• [TASK STATEMENT] All of the entries should be returned without a single change.

• [INFORMATION]

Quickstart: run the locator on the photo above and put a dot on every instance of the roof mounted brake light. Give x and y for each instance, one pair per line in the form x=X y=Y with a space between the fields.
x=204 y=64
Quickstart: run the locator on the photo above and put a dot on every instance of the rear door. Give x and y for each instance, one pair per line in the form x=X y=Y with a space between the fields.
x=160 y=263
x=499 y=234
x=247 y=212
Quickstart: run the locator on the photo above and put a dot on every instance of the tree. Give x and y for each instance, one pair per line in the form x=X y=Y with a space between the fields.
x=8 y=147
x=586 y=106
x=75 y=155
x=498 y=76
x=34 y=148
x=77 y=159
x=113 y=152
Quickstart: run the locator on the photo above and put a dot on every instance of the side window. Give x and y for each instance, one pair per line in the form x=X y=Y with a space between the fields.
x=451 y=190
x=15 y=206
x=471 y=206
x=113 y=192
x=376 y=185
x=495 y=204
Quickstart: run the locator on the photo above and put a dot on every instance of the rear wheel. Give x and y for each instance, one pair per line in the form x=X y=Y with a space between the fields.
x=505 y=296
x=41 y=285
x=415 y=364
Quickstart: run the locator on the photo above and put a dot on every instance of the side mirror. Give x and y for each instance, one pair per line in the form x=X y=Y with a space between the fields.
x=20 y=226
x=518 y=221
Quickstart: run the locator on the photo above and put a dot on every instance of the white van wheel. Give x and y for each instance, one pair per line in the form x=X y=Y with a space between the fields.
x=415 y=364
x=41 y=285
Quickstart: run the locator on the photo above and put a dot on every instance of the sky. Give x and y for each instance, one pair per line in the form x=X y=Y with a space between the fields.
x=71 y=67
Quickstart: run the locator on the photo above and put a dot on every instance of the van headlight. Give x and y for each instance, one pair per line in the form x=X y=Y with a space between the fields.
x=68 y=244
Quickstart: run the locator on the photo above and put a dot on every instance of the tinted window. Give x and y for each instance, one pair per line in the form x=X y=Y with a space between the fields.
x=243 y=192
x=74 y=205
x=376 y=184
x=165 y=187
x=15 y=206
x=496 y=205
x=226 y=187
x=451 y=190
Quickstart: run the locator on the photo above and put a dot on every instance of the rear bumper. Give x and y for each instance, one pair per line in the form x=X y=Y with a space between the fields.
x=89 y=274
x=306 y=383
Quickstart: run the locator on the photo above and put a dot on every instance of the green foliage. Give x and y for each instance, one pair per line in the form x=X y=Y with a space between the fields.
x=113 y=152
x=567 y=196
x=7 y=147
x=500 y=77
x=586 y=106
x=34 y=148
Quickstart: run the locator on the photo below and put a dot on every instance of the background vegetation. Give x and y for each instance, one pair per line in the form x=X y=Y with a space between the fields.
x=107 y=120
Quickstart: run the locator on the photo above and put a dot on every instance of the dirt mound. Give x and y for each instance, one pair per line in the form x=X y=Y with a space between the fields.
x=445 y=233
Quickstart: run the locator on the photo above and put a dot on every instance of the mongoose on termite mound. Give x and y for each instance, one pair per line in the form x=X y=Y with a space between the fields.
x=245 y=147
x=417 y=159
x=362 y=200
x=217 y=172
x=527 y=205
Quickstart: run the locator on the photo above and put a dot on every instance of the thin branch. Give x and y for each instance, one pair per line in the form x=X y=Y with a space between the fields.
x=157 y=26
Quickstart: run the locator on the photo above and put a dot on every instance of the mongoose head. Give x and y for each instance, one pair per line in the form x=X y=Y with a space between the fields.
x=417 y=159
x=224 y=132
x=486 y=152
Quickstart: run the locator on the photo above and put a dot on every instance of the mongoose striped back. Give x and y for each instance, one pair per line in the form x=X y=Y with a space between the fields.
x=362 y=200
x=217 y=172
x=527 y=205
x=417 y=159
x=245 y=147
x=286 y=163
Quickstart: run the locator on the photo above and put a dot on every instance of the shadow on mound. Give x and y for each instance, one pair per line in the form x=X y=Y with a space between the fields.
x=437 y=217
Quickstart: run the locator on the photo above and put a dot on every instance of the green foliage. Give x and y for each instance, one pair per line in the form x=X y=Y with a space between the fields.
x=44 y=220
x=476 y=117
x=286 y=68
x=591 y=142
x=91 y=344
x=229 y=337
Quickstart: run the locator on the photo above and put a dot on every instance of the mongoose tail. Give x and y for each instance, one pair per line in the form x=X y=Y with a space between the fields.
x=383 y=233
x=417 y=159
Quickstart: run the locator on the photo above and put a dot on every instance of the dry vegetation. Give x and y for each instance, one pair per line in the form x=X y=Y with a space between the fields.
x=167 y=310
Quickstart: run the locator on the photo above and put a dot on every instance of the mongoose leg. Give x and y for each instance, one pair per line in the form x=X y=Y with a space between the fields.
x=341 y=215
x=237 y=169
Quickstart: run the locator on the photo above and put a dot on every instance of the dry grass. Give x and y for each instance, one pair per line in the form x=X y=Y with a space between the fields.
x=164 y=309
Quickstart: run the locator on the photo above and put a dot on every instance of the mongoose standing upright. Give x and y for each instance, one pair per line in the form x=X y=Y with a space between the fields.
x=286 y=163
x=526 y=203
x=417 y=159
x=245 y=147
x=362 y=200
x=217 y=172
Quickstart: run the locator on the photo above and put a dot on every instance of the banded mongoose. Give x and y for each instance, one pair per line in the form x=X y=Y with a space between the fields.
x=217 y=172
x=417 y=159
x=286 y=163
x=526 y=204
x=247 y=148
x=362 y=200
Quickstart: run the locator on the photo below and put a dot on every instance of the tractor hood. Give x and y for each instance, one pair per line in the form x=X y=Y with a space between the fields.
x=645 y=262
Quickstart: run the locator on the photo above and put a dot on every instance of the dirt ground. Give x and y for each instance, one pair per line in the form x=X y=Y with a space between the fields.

• [WRITTEN RESPONSE]
Quickstart: run the locator on the photo above and put a dot on every instance of the roof mounted brake light. Give x and y for each instance, one pair per line in the form x=X y=Y with a space between the fields.
x=204 y=64
Quickstart: run the locator on the photo above and put a dot on every instance of the rear door. Give x and y for each instance, one pair per line in the form x=X y=Y with a space between the fields.
x=160 y=263
x=499 y=234
x=247 y=212
Quickstart: run the locator on the photo above and put a dot on every instance of the tree. Give x and y for each instance, one pair per line in the form x=X y=Y with a space between the fields.
x=8 y=147
x=586 y=106
x=75 y=155
x=498 y=76
x=34 y=148
x=77 y=159
x=113 y=152
Quickstart: run the locator on the photo above and put a dot on every instance of the side window. Give x and y for each instance, one pair per line in the form x=X y=Y with a space between the fields.
x=451 y=190
x=15 y=206
x=471 y=206
x=113 y=192
x=376 y=185
x=495 y=204
Quickstart: run the locator on the photo above and put a dot on every instance of the rear wheel. Give x and y for each instance, one pair per line in the form x=X y=Y with a space between the fields.
x=505 y=296
x=41 y=285
x=415 y=364
Quickstart: run the locator on the photo above and put a dot on every instance of the side mirror. Give x and y for each instance, one pair per line in the form x=X y=Y with a space between the fields.
x=20 y=226
x=518 y=221
Quickstart: run the locator on the photo above and put a dot on every instance of the white van wheel. Give x and y for each instance, one pair per line in the form x=X y=Y with a space between the fields.
x=415 y=364
x=41 y=285
Quickstart: run the locator on the photo above and put a dot on every instance of the sky. Give x and y for each instance, one pair per line in the form x=X y=Y with a space between the fields.
x=71 y=67
Quickstart: run the locator on the photo above and put a dot on every instance of the van headlight. Give x and y for each instance, one pair per line in the form x=X y=Y with a space between the fields.
x=68 y=244
Quickstart: run the locator on the photo above and put a dot on every instance of the tinted window. Give x and y for each instance, one pair per line in the form x=X y=Y with a space between the fields.
x=243 y=192
x=74 y=205
x=376 y=184
x=165 y=187
x=15 y=206
x=496 y=205
x=226 y=187
x=451 y=190
Quickstart: run the locator on the photo above and put a dot on every instance of the rear bumper. Give x and y for each instance, one pair per line in the form x=X y=Y with a space between the fields.
x=89 y=274
x=306 y=383
Quickstart: run the locator on the photo above and put a dot on every instance of the green foliage. Give x and y for each instance, one pair per line in the form x=X y=Y with a space between the fields.
x=113 y=152
x=567 y=196
x=7 y=147
x=500 y=77
x=586 y=106
x=34 y=148
Quickstart: run the locator on the photo below and put a dot on every instance of the background vegetation. Give x and y for each instance, one pair per line in the form x=X y=Y with a space between the fields.
x=107 y=120
Quickstart: run the locator on the photo above and put a dot on every instance of the dirt mound. Give x and y for each instance, one pair per line in the form x=X y=Y with a space between the fields.
x=445 y=233
Quickstart: run the locator on the photo above and put a dot on every instance of the mongoose on termite mound. Give x and y for each instance, one pair per line in the form x=X y=Y with a space between the fields.
x=245 y=147
x=417 y=159
x=362 y=200
x=217 y=172
x=527 y=205
Quickstart: run the locator on the photo above and put a dot on every instance of the thin branch. Give x and y for each instance, one pair per line in the form x=X y=Y with a space between the fields.
x=157 y=26
Quickstart: run the locator on the photo above and put a dot on every instance of the mongoose head. Give x and y for each instance, one pair per line in the form x=X y=Y with a space between the fields.
x=417 y=159
x=224 y=132
x=486 y=152
Quickstart: run the locator on the photo above and put a dot on every instance of the mongoose striped back. Give x and y for each instance, one pair per line in the form x=X y=Y with a space between the fields.
x=362 y=200
x=217 y=172
x=527 y=205
x=417 y=159
x=245 y=147
x=286 y=163
Quickstart: run the locator on the photo above and put a dot on every instance of the shadow on mound. Give x and y for each instance, one pair per line in the form x=X y=Y with a space between the fields.
x=437 y=217
Quickstart: run the locator on the photo above and put a dot on every instance of the green foliage. Give x and y for each instance, one pair per line in the form x=X y=Y with a space between the fields.
x=44 y=220
x=476 y=117
x=286 y=68
x=591 y=142
x=91 y=344
x=229 y=337
Quickstart: run the locator on the photo above and put a dot on every instance of the mongoose tail. Give x and y for each instance, one pair per line in the form x=X y=Y with a space between the fields.
x=383 y=233
x=417 y=159
Quickstart: run the locator on the photo above and put a dot on every instance of the dry vegetation. Give x and y for each instance, one pair per line in the form x=X y=Y with a space between the fields.
x=167 y=310
Quickstart: run the locator on the photo above and put a dot on every instance of the mongoose leg. Give x and y for each instance, one pair per line in the form x=X y=Y with a space between the fields.
x=341 y=215
x=237 y=169
Quickstart: run the locator on the photo above and put a dot on every instance of the dry grass. Give x and y for each instance, one pair per line in the form x=X y=Y with a space between the fields.
x=164 y=309
Quickstart: run the locator on the photo above and put a dot on every instance of the mongoose standing upright. Give x and y for each instance, one pair per line in the form x=X y=Y with a space between the fields.
x=286 y=163
x=526 y=203
x=417 y=159
x=245 y=147
x=362 y=200
x=217 y=172
Quickstart: run the locator on the photo above and put a dot on every instance of the banded mongoose. Give x and y for each instance, one pair per line in the form x=X y=Y with a space between the fields.
x=217 y=172
x=417 y=159
x=286 y=163
x=526 y=204
x=247 y=148
x=362 y=200
Quickstart: run the locator on the photo below and put a dot on every instance of the tractor hood. Give x and y for each instance, one pair per line in the form x=X y=Y with a space between the fields.
x=645 y=262
Quickstart: run the locator on the photo above and put a dot on every instance of the dirt ground. Give x and y for each instance, one pair per line in the form x=X y=Y with a space between the fields.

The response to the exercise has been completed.